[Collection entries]

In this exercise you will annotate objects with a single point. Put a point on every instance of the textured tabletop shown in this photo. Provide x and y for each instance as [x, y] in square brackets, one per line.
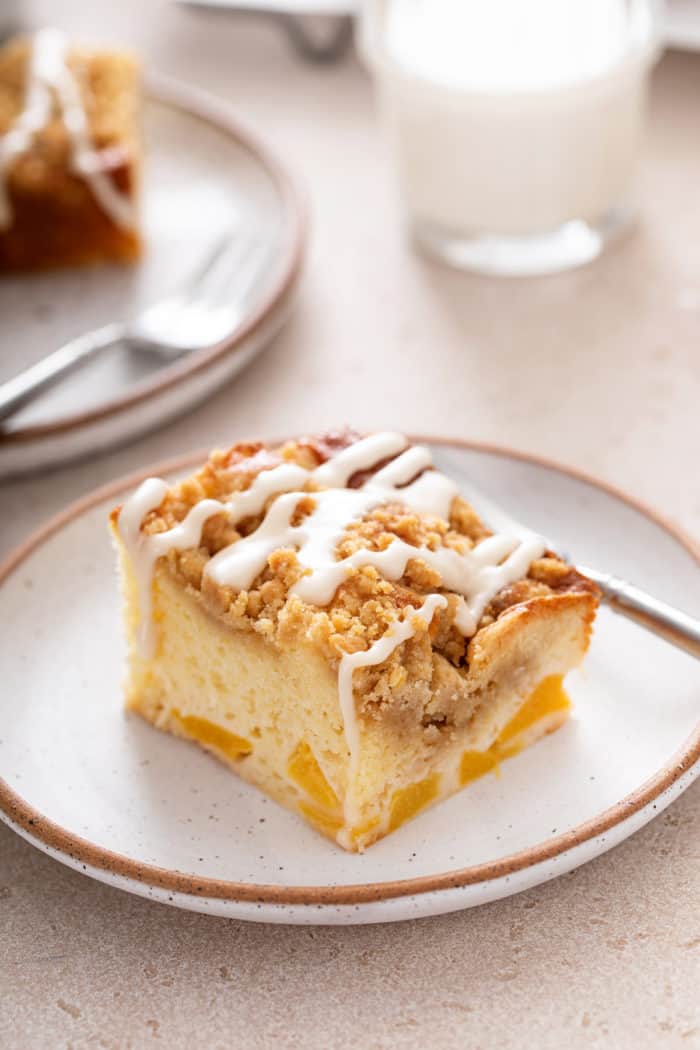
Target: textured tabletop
[599, 369]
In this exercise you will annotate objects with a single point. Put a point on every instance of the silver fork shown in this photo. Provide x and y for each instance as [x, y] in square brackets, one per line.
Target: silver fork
[659, 617]
[204, 313]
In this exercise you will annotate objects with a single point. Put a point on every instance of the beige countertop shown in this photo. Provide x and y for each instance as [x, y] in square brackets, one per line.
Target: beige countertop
[599, 369]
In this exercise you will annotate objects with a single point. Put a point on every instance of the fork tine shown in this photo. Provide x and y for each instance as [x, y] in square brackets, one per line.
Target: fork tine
[236, 273]
[210, 258]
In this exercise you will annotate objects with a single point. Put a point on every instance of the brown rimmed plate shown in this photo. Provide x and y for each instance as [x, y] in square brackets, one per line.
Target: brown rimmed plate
[109, 796]
[205, 173]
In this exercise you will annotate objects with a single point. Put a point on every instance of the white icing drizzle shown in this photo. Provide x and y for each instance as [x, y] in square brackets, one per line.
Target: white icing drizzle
[475, 574]
[401, 631]
[49, 78]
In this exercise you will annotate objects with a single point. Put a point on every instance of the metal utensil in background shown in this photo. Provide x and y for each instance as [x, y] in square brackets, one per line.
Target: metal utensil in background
[676, 627]
[203, 314]
[320, 32]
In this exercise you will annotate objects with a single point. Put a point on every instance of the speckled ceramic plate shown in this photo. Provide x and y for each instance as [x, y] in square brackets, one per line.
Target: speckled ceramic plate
[108, 795]
[204, 174]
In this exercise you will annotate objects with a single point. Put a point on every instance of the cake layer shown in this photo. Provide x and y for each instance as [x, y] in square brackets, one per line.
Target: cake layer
[332, 620]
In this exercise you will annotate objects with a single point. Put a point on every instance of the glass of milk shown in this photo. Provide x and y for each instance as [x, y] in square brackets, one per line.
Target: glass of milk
[516, 124]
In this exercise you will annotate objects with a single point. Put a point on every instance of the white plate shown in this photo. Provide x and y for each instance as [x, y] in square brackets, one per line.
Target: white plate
[112, 797]
[204, 174]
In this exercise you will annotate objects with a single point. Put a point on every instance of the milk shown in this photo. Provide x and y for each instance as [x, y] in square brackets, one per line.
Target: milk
[512, 118]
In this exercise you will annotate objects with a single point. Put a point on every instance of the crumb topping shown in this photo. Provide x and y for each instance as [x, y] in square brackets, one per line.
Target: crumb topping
[366, 604]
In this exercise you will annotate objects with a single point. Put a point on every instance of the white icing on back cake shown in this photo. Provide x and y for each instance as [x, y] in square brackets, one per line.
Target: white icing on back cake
[49, 83]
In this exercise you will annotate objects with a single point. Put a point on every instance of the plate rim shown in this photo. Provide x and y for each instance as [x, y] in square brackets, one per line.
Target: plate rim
[15, 811]
[207, 108]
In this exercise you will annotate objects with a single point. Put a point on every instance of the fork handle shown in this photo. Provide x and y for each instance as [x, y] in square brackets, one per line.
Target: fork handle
[23, 387]
[676, 627]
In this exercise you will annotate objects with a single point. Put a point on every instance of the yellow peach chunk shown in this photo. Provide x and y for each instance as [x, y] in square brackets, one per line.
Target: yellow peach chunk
[476, 763]
[407, 801]
[548, 697]
[305, 772]
[212, 736]
[329, 823]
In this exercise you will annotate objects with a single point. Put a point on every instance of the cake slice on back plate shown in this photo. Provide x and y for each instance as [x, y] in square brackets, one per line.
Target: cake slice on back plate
[69, 153]
[332, 620]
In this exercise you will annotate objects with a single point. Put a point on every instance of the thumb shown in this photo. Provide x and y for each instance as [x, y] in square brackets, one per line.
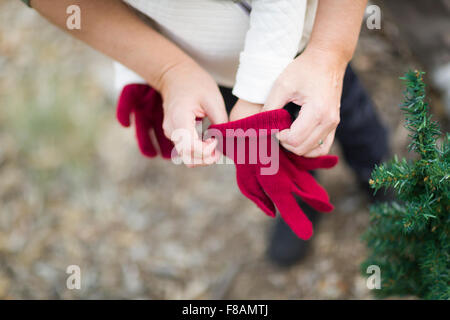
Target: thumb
[277, 98]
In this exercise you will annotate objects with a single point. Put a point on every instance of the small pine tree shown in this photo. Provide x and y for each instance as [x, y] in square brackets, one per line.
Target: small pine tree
[408, 239]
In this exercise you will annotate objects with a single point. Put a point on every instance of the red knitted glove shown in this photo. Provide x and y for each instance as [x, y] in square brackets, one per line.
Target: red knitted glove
[146, 104]
[292, 176]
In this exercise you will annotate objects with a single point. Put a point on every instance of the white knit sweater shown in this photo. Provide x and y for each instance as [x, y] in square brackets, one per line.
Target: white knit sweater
[244, 51]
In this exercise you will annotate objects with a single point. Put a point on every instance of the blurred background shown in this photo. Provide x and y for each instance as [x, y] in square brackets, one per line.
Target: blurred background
[74, 189]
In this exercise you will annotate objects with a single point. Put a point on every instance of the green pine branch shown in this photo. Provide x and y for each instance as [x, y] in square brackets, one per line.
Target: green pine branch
[408, 238]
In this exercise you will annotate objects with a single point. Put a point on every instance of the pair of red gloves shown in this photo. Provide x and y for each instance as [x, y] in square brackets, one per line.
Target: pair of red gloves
[267, 191]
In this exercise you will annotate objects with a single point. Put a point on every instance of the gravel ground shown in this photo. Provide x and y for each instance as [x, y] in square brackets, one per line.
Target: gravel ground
[74, 189]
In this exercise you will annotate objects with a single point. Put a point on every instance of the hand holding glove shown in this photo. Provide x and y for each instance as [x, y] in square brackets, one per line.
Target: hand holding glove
[241, 139]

▶ [Directions for this task]:
Excluding pictures, print all lines above exactly.

▶ [Written response]:
In this exercise you will annotate objects with a single point. Put a point on every instance of the textured tabletop shown in this photo. Provide x and y for each instance as [x, y] in square brackets, one per line.
Target: textured tabletop
[599, 369]
In this exercise you will annotate objects with a single point. Put a point on every instance of the silver fork shown in this photo. Provide x and y for each instance as [x, y] in square brackets, one per line.
Target: silver fork
[659, 617]
[204, 313]
In this exercise you will annotate objects with a single point. Put a point on every instance of the beige countertop shown in this photo. Provide x and y for each instance as [x, y] in square brackets, one per line.
Target: beige countertop
[599, 369]
In this exercise you will annotate objects with a single point. Put a point on every instance of the fork tine shown in this photo. Provide x and y for each instance as [x, y] in square brackets, one per line.
Target: fork tine
[236, 273]
[210, 258]
In this exercise you will annotate objects with a single point. Put a point on every instance of the brown rimmed plate shown in this photo. Provide x and y for each instance as [x, y] in square brackets, one per line.
Target: brown rimmed plate
[109, 796]
[205, 173]
In this exercise you will annotate objects with a single point. Put a point on every instance of the white icing drizzle shown in this photo. Provide x and y for each instance as [x, y] in square brackets, one per line.
Target: white icing drizzle
[475, 574]
[401, 631]
[49, 78]
In this exercise you will annotate objects with a single point. Put a point on every instance of the metal utensil in background shown in this photo. Provide x and y for each instance as [x, y] in square brackets, one per line.
Target: metal utensil in background
[676, 627]
[203, 314]
[320, 32]
In this exercise you will annotate objects with a single point. Put a point on every instance of the speckled ceramic plate shown in this photo. Provide x and y for each instance as [x, y] in square brackets, one per line.
Target: speckled ceramic plate
[108, 795]
[204, 174]
In this exercise you will annotate objects with a single point. Put a point on every instance of the cake layer shown in this photo. Provide x and y for each instance as [x, y] in square brackets, one per line.
Target: cake layer
[332, 620]
In this exercise you will annotate objects with a single point. Put a point on every instance of the glass of milk shown in this photo. Provide x and y for each instance as [x, y] in square brackets, one per line.
Target: glass of milk
[516, 124]
In this exercise you will annotate objects with a single point. Put a point on every instance of the white plate shown in this photo. Provide x and y for each instance as [x, y] in square brackets, one per line.
Target: white plate
[112, 797]
[204, 174]
In this exercise you will annotate objects with a single point. Put a point on every instance of the milk shown in this photo. Provide x and y for each instance as [x, y] in square brackets, one per line.
Target: milk
[512, 118]
In this exercise you will annotate objects with a single point. Put a point on every instance of the crumb topping shown in this photo. Provide x and y for each instance as [x, y] in square brackets, one per line.
Target: crumb topping
[366, 604]
In this exercise you will annotate objects with a single point. Put a point on every instance of the white icing on back cake shown in this photo. Provide x and y for each instance as [x, y] in square brackets, one per line.
Target: white icing on back cake
[49, 83]
In this exercise you will annotate objects with a single point. Put a point on every instance of the plate rim shown in this photo. Provide x and y for each instance as [x, y] in square brackets, one per line.
Target: plate rim
[15, 811]
[207, 108]
In this exercise you will annotate objects with a single point. Put a point on every instance of the fork handle shown in this photo. Provide x and y for each instance as [x, y] in square brackets, one per line.
Target: fork handle
[23, 387]
[676, 627]
In this exercise you will annotate objects with a single point. Put a point on every instance of the yellow peach chunk shown in this photo. Provide x and y for each instance as [x, y] in square brackets, one per line.
Target: yellow peach chunk
[476, 763]
[407, 801]
[548, 697]
[305, 772]
[212, 736]
[329, 823]
In this exercise you will annotate objects with a single point. Put a point on every instance of the cake slice on back plate shown in this photo. Provide x and y for each instance as [x, y] in square brackets, one per line.
Target: cake slice on back plate
[69, 153]
[332, 620]
In this exercise you will annotate objects with a single point. Put a point on every instance of the thumb shown in this photo. Provide x and y for each instance as [x, y] in square brackets, one per line.
Target: thumb
[277, 98]
In this exercise you will annotate objects with a single point. Put a point on every instance of the small pine tree shown in this photo. Provide x and y for each instance as [x, y] in square brackets, one per line.
Target: small pine tree
[408, 239]
In this exercise you will annotate objects with a single point. Put a point on every instance of the red knitted glove shown in this photo. Provide x and y for each instance as [x, y] in square brackets, one per line.
Target: red knitted glove
[146, 104]
[292, 176]
In this exercise you will annotate objects with a single point. Put a point on every instance of the white knit sweater shown in this photo. Provide x and y for each instance as [x, y] in square brackets, one per line.
Target: white knit sweater
[244, 51]
In this exercise you will annotate objects with a single point. Put a point on every instance of the blurred background shown in this photo. Provide x and y for each instance as [x, y] in square brackets, one per line.
Target: blurred background
[74, 189]
In this exercise you will annotate objects with a single point. Put a point on every instance of the green pine branch shown in this photo. Provide x and y for each instance as [x, y] in square brackets, one per line.
Target: green pine branch
[408, 238]
In this exercise you will annotate objects with a single point. Put a point on every instance of the pair of red gloves shown in this photo. Provide x and y for each instance as [x, y] in square brackets, one per line.
Target: pair of red gloves
[267, 191]
In this exercise you will annotate objects with a single point. Put a point on every instance of the gravel ground shown in this photo. Provide x and y for each instance as [x, y] in square brackets, one per line.
Target: gravel ground
[74, 189]
In this exercise you will annotate objects with a single point. Put a point on every instance of the hand holding glove shown in this photo. Provide x and y for each instance as [x, y] in square brackets, one per line.
Target: hand holding glove
[241, 139]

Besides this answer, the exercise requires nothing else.